Instructions for the task: Extract the text of every entry below exactly; leave images out.

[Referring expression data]
■ ■ ■
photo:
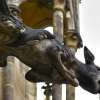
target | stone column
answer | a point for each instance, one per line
(58, 30)
(8, 86)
■ ■ ■
Result of this exercise:
photo:
target | stone column
answer | a point for each instance, one per line
(58, 30)
(8, 86)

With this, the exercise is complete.